RAW DATA:
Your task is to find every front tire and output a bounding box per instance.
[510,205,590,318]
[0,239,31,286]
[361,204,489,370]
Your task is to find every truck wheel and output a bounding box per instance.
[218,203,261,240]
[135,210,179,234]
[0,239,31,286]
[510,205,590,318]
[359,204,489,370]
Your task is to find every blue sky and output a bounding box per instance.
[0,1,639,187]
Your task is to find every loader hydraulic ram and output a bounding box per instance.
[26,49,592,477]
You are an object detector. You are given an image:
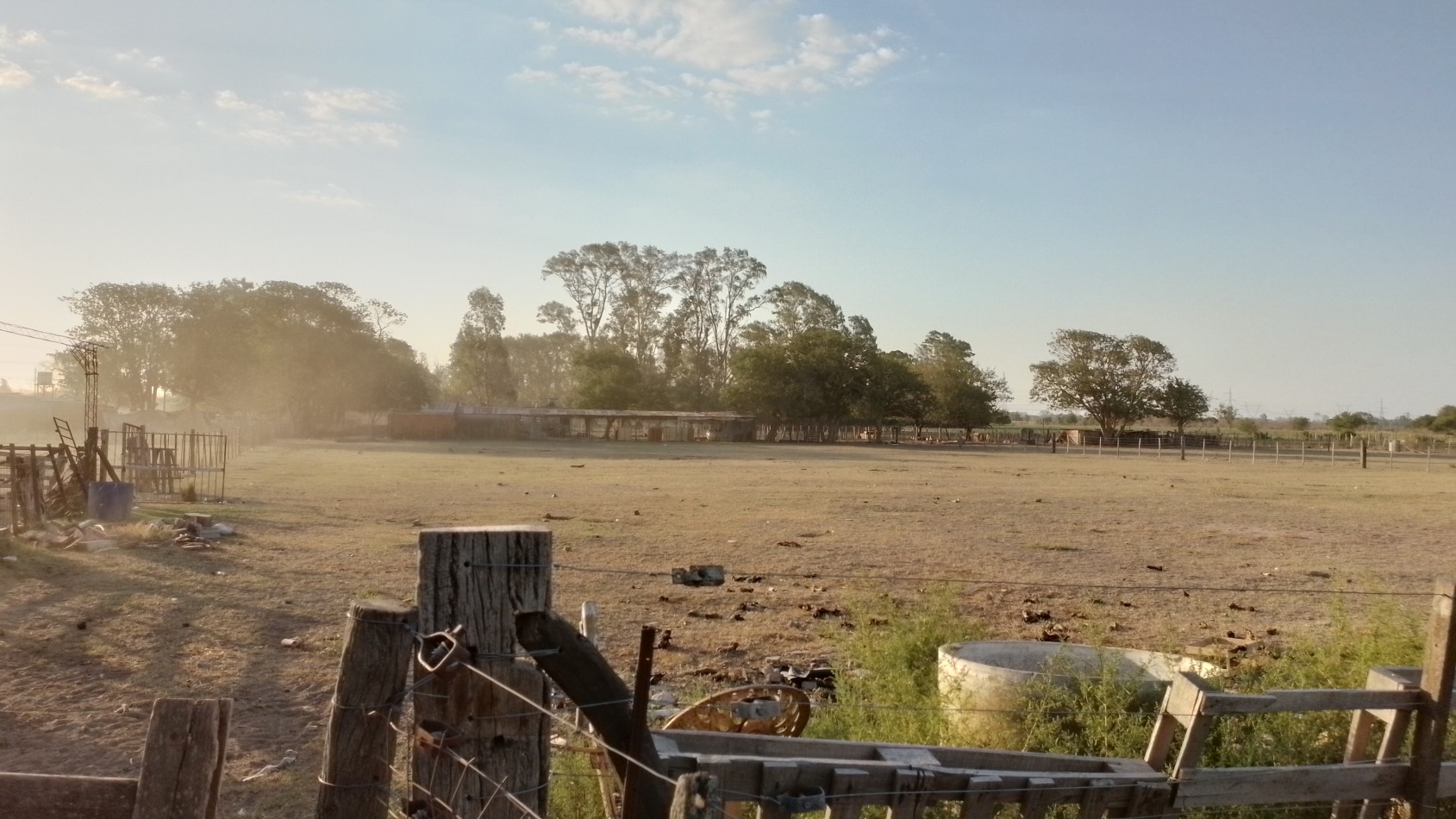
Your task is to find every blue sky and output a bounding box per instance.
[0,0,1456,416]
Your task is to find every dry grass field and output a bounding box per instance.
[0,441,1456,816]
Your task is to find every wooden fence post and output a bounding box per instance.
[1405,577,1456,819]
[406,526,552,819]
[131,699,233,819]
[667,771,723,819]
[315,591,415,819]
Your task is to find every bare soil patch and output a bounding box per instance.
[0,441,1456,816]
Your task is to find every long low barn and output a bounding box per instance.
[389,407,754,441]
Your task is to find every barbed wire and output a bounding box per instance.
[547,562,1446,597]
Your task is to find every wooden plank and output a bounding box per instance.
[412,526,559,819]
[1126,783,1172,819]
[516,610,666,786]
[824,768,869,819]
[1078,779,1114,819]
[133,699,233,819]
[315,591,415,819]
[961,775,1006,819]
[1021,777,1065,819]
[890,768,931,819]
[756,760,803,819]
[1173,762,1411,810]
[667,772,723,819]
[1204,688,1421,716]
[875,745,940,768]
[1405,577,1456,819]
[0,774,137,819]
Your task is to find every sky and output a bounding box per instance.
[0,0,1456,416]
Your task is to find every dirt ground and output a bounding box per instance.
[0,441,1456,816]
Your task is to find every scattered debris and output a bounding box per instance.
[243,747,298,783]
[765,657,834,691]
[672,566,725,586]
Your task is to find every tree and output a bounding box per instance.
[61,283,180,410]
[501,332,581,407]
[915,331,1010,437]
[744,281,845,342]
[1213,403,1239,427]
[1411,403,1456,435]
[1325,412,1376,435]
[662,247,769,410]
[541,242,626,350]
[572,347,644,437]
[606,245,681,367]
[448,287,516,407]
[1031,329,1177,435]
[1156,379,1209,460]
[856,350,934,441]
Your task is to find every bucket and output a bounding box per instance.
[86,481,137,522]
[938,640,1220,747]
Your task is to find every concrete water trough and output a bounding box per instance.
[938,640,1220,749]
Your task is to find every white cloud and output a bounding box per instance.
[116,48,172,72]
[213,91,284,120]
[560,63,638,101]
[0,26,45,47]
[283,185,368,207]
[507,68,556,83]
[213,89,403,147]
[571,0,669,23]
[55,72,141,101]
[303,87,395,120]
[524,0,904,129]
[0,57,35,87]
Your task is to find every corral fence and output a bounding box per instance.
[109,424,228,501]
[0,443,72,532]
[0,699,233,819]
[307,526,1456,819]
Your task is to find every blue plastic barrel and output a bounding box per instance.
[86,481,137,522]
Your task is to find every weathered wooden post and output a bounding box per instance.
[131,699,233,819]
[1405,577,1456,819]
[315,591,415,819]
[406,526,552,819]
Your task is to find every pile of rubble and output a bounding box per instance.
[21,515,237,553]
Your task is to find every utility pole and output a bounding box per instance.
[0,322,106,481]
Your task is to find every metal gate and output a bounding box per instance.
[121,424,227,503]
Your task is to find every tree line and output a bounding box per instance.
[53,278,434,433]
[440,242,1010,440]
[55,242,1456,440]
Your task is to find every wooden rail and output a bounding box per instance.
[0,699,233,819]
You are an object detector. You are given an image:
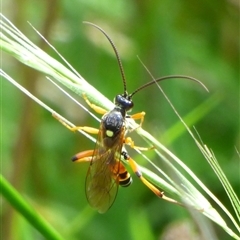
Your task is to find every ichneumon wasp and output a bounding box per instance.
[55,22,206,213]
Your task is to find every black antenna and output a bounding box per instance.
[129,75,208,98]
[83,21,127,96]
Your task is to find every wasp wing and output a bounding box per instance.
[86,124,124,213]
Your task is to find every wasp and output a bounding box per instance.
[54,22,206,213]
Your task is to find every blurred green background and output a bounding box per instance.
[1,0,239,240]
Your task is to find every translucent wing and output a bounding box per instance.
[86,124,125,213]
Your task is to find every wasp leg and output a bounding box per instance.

==

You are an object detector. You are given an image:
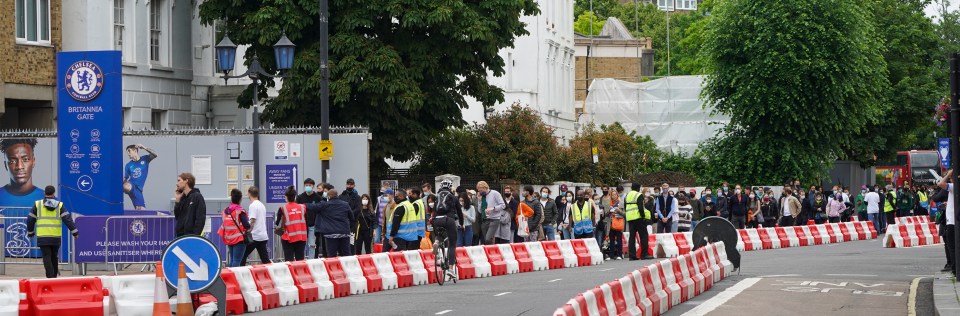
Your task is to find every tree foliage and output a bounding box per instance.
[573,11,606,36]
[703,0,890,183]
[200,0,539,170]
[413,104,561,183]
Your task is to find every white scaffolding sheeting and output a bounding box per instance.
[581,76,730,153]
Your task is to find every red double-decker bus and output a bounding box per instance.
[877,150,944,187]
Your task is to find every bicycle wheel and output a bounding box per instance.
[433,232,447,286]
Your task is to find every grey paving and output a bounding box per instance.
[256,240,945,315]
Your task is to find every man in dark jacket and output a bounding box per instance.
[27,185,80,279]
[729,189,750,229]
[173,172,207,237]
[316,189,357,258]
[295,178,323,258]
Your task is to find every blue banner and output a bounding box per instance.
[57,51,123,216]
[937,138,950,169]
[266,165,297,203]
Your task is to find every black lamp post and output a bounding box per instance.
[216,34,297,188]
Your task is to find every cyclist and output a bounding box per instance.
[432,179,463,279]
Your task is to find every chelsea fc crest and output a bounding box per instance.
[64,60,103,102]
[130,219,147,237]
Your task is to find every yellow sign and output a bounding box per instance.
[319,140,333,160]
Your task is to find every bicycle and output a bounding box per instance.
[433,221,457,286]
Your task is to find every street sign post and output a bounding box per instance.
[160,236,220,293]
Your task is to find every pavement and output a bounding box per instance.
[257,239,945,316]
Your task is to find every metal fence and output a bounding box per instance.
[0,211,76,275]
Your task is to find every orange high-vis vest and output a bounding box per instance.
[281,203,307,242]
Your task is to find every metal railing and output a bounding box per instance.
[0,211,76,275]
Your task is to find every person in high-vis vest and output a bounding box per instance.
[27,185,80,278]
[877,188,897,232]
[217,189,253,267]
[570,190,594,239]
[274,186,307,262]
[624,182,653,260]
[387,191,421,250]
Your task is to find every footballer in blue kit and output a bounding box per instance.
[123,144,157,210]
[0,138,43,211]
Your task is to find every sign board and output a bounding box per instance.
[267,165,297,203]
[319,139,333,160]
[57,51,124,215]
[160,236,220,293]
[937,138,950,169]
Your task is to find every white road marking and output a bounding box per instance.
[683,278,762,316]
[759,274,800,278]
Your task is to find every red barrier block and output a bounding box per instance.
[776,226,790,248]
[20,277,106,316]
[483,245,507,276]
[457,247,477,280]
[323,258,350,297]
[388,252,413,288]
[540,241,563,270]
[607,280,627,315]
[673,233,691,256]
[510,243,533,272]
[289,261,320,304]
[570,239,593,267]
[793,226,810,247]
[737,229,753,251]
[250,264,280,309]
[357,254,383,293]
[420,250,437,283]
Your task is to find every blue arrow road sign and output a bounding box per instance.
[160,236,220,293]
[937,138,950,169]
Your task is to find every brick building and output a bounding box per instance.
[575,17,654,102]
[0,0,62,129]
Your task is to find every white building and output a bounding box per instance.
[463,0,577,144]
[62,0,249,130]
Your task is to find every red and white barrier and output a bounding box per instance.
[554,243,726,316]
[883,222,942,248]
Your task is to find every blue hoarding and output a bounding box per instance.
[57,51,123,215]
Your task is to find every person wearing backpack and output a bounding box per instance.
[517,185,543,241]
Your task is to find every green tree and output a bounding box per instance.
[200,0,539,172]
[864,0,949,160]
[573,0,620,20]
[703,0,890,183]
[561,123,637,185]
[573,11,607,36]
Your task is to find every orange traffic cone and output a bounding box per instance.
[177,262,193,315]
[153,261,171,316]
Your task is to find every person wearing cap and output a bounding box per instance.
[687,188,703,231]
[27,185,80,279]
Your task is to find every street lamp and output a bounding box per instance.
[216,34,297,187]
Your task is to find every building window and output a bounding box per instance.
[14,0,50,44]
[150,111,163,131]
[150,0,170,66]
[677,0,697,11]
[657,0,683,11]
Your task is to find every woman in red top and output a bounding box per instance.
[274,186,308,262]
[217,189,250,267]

---

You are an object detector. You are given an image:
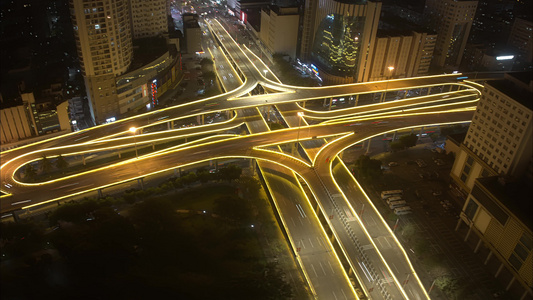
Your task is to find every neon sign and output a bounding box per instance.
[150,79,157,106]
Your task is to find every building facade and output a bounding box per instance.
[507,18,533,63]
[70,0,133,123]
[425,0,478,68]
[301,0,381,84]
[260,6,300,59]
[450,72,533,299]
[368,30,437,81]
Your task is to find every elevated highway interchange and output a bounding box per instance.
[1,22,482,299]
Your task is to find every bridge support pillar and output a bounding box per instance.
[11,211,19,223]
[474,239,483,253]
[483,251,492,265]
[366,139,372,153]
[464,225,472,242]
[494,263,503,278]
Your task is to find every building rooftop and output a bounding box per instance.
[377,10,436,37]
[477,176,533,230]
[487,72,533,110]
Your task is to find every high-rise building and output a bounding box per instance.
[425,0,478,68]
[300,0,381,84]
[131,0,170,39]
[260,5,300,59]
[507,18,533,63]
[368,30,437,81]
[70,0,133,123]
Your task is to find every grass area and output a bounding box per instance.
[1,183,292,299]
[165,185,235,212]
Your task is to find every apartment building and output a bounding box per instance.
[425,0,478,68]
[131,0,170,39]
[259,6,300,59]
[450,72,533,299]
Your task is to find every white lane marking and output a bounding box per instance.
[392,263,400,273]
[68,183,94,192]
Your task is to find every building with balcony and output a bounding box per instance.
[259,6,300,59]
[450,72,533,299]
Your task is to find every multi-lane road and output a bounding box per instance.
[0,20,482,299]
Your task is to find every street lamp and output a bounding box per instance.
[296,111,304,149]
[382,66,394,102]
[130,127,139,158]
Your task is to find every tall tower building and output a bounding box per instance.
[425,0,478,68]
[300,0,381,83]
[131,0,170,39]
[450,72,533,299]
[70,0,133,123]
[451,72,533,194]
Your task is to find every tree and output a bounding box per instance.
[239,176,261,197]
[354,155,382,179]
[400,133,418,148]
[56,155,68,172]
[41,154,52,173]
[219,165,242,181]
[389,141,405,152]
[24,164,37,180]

SET EXERCISE: Give the items from the line with "Your task is to find every blue plastic" to the line with "[121,424,227,503]" as a two-column CSV headed input,output. Use one row per item, with its text under input and its answer under output, each in a double-quoted field with line breaks turned into spaces.

EXERCISE RESULT:
input,output
"Your task is to find every blue plastic barrel and output a bounding box per instance.","[86,481,137,522]"
"Your task is to find every weathered wooden post and output a bounding box per instance.","[131,699,233,819] [1405,577,1456,819] [315,591,415,819] [406,526,552,819]"
"Your task is to find every pile of rubble and output a bounding box per instance.","[21,515,237,553]"
"Your task is to find every utility pole and output a bounding box per instance.","[0,322,106,481]"
"Your task is to find every metal gate and output a bounding box per instance.","[121,424,227,503]"